• _SET TASK_
Please reproduce every row below word for word, but leave the pictures out.

• _ITEMS_

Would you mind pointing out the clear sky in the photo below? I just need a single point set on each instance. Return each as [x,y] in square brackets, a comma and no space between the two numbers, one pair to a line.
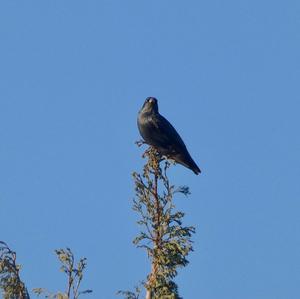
[73,75]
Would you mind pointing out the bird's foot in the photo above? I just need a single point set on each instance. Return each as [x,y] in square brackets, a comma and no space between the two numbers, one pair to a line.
[139,143]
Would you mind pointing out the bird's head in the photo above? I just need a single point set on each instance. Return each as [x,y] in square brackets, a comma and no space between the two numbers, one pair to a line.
[150,105]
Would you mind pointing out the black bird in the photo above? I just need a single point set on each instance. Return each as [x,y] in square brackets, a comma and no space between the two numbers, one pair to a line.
[160,134]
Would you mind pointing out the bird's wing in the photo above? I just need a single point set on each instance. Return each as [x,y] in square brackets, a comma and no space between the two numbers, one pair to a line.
[166,135]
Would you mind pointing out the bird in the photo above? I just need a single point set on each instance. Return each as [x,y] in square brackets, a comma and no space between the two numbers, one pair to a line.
[160,134]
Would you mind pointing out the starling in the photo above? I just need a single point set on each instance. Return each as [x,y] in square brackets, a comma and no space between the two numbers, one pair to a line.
[160,134]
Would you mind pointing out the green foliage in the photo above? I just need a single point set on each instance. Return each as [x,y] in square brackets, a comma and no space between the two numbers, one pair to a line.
[10,282]
[130,295]
[162,234]
[74,274]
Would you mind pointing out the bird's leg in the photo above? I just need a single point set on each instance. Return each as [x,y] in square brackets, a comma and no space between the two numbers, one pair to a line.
[139,143]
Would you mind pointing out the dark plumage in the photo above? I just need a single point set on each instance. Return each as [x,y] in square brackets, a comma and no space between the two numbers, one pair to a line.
[160,134]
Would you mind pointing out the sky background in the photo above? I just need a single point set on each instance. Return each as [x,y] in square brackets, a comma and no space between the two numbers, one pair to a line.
[73,75]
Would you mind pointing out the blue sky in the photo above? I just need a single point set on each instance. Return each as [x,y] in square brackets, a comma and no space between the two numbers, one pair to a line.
[73,75]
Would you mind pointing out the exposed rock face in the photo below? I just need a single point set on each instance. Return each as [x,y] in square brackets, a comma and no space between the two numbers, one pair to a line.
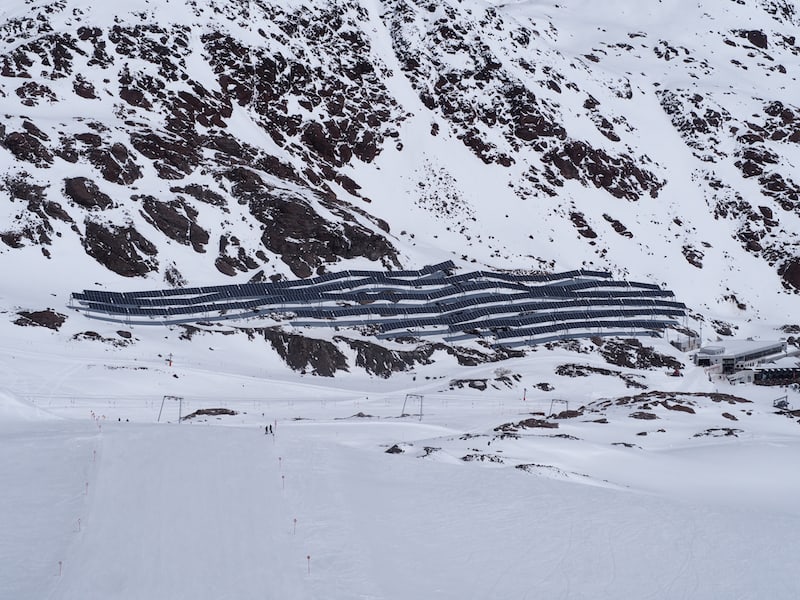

• _REPLY_
Would you mind pointing out the clear sky in the photo below? I just need a single point set on each instance. Return each as [x,y] in square brackets, a comma and no space between the two numbers, one pair to a line.
[73,75]
Would you mind pointing out the bird's foot in the photo above? I just need a single point set on each instance. Return each as [x,y] in square brackets, a comma and no space between the two numbers, one pair to a line.
[139,143]
Would you mind pointing out the bird's head in the photo above? I just need a single point set on each instance. Return each as [x,y] in square brackets, a comma and no space between the two numbers, one pair to a line.
[150,105]
Would you mind pointing out the black bird in the photo above? I just need a single point set on each instance. Return each as [x,y] in square brackets, a comma and no space between the two numbers, one pair to a line.
[160,134]
Would you mind pointing out the bird's wing in the photo above? I just need a single point set on each instance. Return each as [x,y] in square brackets, a comma and no space between the two numbers, one pair to a line.
[166,135]
Would you mind pointing out the bird in the photo above? I just need a single point set on each instance. Return each as [x,y] in square brackets, a comma and no space between the two numbers, one pair to a line.
[160,134]
Would you mind pointing out the starling in the photo above? I just need a single point set on each instance. Return each as [x,y] in square brackets, a comma and no space between the two numbers, one pair to a line.
[160,134]
Would you mind pointing out the green foliage in the photo above? I just need a single point set on each instance. Return each as [x,y] in square brackets, a comma and no space between the two numbers, one pair to a line.
[10,282]
[130,295]
[162,234]
[74,274]
Would you mind pointing out the bird's leg in the photo above? I just need a single point set on each instance. Return each as [x,y] in square brackets, a comma and no space between the two numbers, one pair to a line.
[139,143]
Would you mind pointing out the dark plumage in the photo above? I just need a single point set on each instance. Return each as [x,y] in square brackets, a comma and no space between the two numbers, one pair to a line.
[160,134]
Would you mind pointing out the sky background in the photo above? I just need a single point set on each instance. Return each as [x,y] in square brackets, a comma and no space between the two numbers, one pair to a line.
[73,75]
Would you mind pointing out the blue sky in the photo above? I just need a single point set on each instance. Return each as [x,y] in square brackets, a comma and no space between the two numbers, one pair to a line.
[73,75]
Would you mind pointing out the exposed rock face in the photo below? I just need a single point set on each instance. Return each as [x,y] in square brackets, a comma and no space between the two numbers, one pair to a line.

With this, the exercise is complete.